Document extract:
* * * * *

Stuti,

What are you looking for, exactly? Are all you asking for is strong
authentication for your HDFS clusters such that no external user may
connect to it and read files (even those marked o+r)? If so, that is
what a HDFS security configuration, which we have pointed you to
already, aims to provide.

Know that LDAP isn't an "authentication" mechanism - and thats not
what you want to "integrate" HDFS with, for security. You need a
functional Kerberos environment that integrates with your LDAP, for
strong authentication of users (token based security). To setup
Kerberos integrated with your existing LDAP service, please follow
articles such as http://www.linux-mag.com/id/4738/

Once your Kerberos instance is setup to talk and authenticate users on
your LDAP instance, carry on with the guide pointed out earlier at
https://ccp.cloudera.com/display/CDHDOC/Configuring+Hadoop+Security+in+CDH3
- which will essentially work for Apache Hadoop 1.x too. You only need
to bother with Kerberos after this point.

Hope this clears it up for you.

P.s. If your environment already uses Active Directory to manage
users, you can use that directly as well:
https://ccp.cloudera.com/display/CDHDOC/Integrating+Hadoop+Security+with+Active+Directory

P.p.s. The doc page at
https://ccp.cloudera.com/display/CDHDOC/CDH3+Security+Guide carries
further articles on Kerberos and other security configs if you want to
read more - and all of the instructions would work with most upstream
releases too.

On Tue, Feb 14, 2012 at 1:48 PM, Stuti Awasthi <stutiawas...@hcl.com> wrote:
> After some googling I found the following link :
> http://mapredit.blogspot.in/2011/10/secure-your-hadoop-cluster-part-i.html
> http://mapredit.blogspot.in/2011/10/secure-your-hadoop-cluster-part-ii.html
>
> But these mainly deals with applying LDAP for map-reduce. I want to configure 
> LDAP for HDFS as well as mapreduce. Please suggest me some links through 
> which I can configure dfs with LDP also.
>
> Thanks
>
> -----Original Message-----
> From: Stuti Awasthi
> Sent: Tuesday, February 14, 2012 12:28 PM
> To: hdfs-user@hadoop.apache.org
> Subject: RE: Security in Hadoop-1.0.0
>
> Thanks Patrick,
>
> The concept is clear to me now. As a first step I would like to configure 
> LDAP with Hadoop.
> I am using Apache Hadoop 1.0.0 but not able to find configuration steps in 
> this version documentation.
> It would be really helpful if someone can point me to relevant documentation 
> of configuring this version of Hadoop with LDAP.

* * * * *

Given data:

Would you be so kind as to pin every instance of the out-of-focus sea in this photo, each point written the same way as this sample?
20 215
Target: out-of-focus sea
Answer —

* * * * *

Required task 1: In the Hadoop security email, which version of Hadoop does Stuti Awasthi say she is using?
Required task 2: Reproduce the Hadoop security email from "Know that LDAP" up to and including "after this point.".

Reply 1: Apache Hadoop 1.0.0.

Reply 2:
Know that LDAP isn't an "authentication" mechanism - and thats not
what you want to "integrate" HDFS with, for security. You need a
functional Kerberos environment that integrates with your LDAP, for
strong authentication of users (token based security). To setup
Kerberos integrated with your existing LDAP service, please follow
articles such as http://www.linux-mag.com/id/4738/

Once your Kerberos instance is setup to talk and authenticate users on
your LDAP instance, carry on with the guide pointed out earlier at
https://ccp.cloudera.com/display/CDHDOC/Configuring+Hadoop+Security+in+CDH3
- which will essentially work for Apache Hadoop 1.x too. You only need
to bother with Kerberos after this point.